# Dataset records
------------
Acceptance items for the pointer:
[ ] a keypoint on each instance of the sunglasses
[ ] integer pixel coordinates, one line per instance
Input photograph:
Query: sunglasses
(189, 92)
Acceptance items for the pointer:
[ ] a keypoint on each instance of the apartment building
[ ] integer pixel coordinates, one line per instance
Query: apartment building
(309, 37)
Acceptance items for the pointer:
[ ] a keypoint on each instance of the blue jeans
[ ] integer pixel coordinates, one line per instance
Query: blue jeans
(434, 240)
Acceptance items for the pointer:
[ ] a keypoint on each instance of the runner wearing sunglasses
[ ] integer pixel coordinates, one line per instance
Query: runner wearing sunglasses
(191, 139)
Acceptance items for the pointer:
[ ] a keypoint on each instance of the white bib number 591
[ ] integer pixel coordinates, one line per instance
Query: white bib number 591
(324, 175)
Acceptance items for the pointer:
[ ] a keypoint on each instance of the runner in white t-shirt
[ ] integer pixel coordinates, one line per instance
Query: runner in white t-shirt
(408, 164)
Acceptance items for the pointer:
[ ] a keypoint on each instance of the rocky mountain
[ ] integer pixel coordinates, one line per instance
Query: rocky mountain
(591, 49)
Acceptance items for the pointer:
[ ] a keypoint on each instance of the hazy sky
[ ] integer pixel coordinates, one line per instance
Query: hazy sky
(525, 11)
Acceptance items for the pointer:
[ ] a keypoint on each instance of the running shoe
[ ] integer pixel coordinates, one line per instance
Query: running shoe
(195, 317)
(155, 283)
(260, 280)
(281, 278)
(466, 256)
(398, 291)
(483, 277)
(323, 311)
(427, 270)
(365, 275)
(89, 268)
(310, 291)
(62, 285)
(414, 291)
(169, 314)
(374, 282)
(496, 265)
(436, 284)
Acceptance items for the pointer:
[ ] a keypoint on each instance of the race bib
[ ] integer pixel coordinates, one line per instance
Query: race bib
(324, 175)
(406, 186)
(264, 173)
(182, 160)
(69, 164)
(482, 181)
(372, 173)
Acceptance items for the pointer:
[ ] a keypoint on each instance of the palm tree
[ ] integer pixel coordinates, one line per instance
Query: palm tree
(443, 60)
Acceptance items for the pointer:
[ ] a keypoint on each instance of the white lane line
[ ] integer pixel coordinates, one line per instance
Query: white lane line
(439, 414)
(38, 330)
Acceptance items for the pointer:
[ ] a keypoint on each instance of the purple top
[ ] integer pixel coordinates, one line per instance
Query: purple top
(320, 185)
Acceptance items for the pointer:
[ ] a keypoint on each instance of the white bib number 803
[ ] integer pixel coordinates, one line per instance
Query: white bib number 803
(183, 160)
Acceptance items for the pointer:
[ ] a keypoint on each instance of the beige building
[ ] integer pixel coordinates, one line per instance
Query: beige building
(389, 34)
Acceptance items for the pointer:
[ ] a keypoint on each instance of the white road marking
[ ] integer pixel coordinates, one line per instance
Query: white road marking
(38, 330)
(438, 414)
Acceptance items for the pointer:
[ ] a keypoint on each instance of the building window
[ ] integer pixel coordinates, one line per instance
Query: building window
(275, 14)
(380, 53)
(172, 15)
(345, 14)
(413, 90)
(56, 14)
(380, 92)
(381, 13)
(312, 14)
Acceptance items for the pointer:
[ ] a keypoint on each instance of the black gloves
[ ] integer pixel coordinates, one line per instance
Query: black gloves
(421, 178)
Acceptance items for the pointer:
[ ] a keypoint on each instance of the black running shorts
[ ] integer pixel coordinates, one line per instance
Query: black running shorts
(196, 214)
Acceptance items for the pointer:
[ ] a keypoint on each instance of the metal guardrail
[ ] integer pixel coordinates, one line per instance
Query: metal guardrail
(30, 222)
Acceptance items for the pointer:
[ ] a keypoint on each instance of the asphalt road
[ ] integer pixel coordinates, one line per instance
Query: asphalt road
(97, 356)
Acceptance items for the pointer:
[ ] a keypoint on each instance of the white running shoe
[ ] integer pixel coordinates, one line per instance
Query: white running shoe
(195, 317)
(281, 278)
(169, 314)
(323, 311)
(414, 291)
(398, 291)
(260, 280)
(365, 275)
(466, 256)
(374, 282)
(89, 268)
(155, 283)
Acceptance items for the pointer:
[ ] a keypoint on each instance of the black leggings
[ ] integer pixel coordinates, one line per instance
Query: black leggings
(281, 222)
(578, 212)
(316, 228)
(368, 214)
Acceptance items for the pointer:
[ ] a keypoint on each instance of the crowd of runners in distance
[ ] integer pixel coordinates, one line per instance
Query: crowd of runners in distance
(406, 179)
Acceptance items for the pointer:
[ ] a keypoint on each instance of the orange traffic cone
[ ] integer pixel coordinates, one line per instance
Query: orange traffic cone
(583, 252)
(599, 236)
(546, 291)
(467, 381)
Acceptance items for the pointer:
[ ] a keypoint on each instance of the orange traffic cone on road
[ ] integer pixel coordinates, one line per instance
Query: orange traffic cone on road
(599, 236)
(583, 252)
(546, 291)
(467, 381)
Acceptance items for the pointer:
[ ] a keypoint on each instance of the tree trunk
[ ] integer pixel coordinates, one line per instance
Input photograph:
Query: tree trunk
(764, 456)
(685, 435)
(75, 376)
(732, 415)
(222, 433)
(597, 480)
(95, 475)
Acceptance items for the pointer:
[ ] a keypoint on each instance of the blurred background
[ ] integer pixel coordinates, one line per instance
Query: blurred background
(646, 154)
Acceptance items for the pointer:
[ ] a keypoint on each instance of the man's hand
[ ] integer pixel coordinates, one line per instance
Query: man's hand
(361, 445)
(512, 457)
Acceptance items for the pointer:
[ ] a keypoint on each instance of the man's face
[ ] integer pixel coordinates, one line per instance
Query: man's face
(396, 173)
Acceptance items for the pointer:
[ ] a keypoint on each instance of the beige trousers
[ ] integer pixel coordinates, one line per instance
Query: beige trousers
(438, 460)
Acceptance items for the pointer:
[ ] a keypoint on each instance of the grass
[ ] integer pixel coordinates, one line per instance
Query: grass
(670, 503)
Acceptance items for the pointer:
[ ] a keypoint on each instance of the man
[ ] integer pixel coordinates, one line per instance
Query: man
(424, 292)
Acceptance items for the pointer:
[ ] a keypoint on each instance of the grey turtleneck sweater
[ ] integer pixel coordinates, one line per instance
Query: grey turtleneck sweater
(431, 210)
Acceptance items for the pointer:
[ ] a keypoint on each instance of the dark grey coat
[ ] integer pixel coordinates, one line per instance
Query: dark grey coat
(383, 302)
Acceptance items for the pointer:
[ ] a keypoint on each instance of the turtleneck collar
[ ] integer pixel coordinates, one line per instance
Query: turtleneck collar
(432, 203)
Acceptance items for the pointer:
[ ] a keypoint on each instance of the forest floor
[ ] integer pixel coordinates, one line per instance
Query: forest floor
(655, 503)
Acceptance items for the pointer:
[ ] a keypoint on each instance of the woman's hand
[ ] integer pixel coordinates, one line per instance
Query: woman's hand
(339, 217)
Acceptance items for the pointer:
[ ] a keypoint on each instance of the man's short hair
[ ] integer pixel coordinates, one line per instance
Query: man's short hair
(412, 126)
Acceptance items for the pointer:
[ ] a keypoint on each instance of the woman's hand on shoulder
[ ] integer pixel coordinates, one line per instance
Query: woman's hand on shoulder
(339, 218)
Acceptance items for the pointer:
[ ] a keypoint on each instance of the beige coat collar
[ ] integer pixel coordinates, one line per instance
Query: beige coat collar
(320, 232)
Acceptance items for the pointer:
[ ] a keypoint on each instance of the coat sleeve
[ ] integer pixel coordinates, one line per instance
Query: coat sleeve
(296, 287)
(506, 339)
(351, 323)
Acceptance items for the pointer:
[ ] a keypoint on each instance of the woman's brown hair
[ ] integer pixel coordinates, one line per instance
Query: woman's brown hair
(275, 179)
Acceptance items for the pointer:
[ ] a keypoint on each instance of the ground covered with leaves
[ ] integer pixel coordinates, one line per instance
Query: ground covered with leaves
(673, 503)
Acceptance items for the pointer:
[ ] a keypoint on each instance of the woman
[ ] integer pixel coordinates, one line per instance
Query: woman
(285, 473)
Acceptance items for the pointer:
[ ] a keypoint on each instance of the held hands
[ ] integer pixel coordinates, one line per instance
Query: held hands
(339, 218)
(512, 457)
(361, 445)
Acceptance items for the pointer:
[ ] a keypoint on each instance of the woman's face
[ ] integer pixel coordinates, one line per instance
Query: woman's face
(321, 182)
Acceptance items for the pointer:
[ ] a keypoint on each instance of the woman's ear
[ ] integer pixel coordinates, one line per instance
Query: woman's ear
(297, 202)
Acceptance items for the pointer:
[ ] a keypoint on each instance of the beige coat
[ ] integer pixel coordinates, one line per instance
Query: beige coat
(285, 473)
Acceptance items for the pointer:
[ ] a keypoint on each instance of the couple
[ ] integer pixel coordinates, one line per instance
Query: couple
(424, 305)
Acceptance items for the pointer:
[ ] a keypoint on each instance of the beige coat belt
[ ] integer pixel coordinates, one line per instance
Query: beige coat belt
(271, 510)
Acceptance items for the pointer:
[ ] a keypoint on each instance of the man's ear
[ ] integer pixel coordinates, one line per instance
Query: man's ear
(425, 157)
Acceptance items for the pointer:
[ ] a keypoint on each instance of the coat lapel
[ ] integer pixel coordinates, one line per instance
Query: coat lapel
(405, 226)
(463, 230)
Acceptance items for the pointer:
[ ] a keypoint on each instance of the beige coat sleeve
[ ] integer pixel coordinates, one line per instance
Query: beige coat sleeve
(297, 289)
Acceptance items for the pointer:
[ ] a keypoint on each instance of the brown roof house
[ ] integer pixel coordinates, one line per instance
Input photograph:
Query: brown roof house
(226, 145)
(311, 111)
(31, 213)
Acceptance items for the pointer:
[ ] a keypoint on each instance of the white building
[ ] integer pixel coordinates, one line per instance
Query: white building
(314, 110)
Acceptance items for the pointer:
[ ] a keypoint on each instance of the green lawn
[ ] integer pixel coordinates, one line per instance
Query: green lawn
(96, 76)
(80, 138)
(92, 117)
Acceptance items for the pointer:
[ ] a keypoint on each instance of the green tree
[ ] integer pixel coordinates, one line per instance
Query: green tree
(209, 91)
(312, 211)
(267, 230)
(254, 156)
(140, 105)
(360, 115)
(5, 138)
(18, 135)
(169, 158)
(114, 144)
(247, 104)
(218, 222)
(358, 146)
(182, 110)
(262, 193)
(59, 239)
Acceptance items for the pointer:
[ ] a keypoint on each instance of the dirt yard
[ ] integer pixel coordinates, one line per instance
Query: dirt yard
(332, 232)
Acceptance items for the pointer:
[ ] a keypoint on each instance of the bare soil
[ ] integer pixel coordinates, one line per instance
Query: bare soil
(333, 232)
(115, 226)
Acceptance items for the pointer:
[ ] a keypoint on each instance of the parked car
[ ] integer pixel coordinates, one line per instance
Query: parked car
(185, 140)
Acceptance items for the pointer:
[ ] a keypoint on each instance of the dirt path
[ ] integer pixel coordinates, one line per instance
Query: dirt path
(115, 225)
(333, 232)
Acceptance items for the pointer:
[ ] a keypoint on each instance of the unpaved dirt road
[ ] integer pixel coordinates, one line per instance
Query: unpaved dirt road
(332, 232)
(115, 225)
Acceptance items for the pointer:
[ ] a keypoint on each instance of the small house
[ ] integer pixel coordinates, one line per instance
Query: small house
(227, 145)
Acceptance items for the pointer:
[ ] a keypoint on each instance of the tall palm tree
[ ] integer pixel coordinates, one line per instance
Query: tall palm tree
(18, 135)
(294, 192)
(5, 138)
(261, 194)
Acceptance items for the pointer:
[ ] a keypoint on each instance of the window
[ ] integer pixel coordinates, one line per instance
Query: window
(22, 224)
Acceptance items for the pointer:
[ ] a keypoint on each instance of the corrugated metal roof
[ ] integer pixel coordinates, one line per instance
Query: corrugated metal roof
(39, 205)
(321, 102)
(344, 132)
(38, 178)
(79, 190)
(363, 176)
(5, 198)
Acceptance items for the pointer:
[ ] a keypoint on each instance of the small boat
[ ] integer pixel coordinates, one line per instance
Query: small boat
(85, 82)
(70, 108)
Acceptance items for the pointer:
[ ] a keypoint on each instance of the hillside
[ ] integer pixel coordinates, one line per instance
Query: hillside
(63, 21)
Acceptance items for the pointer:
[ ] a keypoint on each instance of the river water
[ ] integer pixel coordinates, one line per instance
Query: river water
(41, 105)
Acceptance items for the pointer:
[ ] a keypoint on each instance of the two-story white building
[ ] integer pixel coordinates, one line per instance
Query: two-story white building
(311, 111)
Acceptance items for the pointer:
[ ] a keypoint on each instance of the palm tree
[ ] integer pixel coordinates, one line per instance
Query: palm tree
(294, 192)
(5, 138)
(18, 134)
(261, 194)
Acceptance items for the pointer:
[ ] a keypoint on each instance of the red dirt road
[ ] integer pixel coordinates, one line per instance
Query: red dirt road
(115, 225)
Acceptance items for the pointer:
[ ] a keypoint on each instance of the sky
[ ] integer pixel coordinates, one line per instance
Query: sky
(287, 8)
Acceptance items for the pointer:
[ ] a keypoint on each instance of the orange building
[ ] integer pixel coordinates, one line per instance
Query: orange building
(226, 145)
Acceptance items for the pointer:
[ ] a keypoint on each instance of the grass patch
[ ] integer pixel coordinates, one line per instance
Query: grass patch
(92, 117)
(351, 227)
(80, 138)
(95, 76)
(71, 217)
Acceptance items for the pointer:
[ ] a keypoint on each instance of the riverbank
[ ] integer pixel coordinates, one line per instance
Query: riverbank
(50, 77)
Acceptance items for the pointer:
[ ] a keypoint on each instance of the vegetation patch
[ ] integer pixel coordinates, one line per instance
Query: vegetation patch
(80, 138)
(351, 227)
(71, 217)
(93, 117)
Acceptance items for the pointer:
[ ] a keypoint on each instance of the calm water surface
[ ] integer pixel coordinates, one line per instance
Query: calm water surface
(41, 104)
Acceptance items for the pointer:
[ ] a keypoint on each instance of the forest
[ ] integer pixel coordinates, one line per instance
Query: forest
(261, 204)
------------
# YOUR ASSIGNMENT
Only one stretch is wanted, so please give again exactly the lines from the start of the data through the line containing "[ ] a keypoint on each instance of the apartment", both ends included.

# EXPECTED ANSWER
Acceptance items for the pointer:
[ ] a keypoint on each instance of the sunglasses
[ ] integer pixel coordinates, one line per instance
Input photograph:
Query: sunglasses
(189, 92)
Acceptance items for the pointer:
[ ] a keypoint on each instance of the apartment building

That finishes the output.